Bounding-box records
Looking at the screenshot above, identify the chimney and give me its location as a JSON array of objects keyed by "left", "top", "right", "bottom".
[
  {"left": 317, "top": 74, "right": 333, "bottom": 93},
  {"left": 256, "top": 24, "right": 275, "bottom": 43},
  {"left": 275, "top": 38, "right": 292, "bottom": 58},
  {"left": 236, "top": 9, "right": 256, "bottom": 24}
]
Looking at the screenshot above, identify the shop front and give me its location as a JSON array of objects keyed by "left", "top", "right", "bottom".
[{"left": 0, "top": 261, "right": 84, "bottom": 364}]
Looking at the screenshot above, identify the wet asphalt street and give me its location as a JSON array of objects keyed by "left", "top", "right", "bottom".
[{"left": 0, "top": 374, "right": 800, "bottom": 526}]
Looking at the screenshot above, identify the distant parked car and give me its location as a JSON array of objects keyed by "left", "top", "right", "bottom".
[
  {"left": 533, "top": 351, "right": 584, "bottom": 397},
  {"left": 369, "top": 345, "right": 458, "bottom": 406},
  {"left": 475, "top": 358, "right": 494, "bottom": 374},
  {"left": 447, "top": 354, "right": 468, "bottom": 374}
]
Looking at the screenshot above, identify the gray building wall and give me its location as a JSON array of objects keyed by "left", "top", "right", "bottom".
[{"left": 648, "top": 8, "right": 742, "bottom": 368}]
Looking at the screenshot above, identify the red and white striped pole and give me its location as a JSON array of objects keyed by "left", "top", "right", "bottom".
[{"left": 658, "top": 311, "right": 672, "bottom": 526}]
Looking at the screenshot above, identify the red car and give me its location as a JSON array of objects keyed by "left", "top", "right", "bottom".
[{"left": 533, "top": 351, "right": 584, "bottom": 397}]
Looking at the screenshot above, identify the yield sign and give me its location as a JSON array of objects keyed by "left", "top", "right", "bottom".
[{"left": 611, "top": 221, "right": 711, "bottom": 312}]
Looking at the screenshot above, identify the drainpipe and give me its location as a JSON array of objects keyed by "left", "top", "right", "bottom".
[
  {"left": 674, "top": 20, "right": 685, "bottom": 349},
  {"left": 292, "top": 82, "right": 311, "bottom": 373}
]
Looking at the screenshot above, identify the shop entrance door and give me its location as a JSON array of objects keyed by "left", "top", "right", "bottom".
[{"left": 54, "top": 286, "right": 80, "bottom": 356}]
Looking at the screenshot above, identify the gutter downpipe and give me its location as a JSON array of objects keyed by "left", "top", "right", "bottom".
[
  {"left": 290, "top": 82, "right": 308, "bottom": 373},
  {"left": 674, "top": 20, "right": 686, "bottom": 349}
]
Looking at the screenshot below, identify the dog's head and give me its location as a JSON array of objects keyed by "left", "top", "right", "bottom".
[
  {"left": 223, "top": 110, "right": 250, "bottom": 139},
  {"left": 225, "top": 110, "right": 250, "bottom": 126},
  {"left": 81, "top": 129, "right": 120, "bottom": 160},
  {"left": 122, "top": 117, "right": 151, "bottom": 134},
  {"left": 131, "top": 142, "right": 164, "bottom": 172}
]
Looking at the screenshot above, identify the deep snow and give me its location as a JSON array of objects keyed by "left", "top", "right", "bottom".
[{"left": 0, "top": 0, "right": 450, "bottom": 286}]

TASK DESCRIPTION: Please turn the material above, from the line containing "Looking at the screenshot above, identify the drainpipe" through the last line, into a numbered list with blank lines left out.

OUTPUT OF THE TASK:
1. Looking at the screenshot above, identify the drainpipe and give me its location as a JSON array of objects keyed by "left", "top", "right", "bottom".
2. [
3.   {"left": 674, "top": 20, "right": 685, "bottom": 349},
4.   {"left": 292, "top": 82, "right": 311, "bottom": 373}
5. ]
6. Looking at the screenshot above, identify the shop entrance door and give me its location as a JSON array of objects keyed by "left", "top", "right", "bottom".
7. [{"left": 54, "top": 286, "right": 80, "bottom": 356}]
8. Looking at the screenshot above, identify the gutter downpipe and give me its location as a JSON array of objects keyed by "left", "top", "right", "bottom".
9. [
10.   {"left": 290, "top": 82, "right": 308, "bottom": 373},
11.   {"left": 674, "top": 20, "right": 686, "bottom": 349}
12. ]
13. Looking at the screenshot below, identify the dog's head and give me its location as a JSON array of objects keyed by "left", "top", "right", "bottom".
14. [
15.   {"left": 223, "top": 110, "right": 250, "bottom": 139},
16.   {"left": 225, "top": 110, "right": 250, "bottom": 126},
17.   {"left": 81, "top": 129, "right": 120, "bottom": 160},
18.   {"left": 122, "top": 117, "right": 151, "bottom": 134},
19.   {"left": 131, "top": 142, "right": 164, "bottom": 172}
20. ]
21. Looking at the screenshot above, identify the deep snow and give me its location as a JSON array of objects keyed by "left", "top", "right", "bottom".
22. [{"left": 0, "top": 0, "right": 450, "bottom": 286}]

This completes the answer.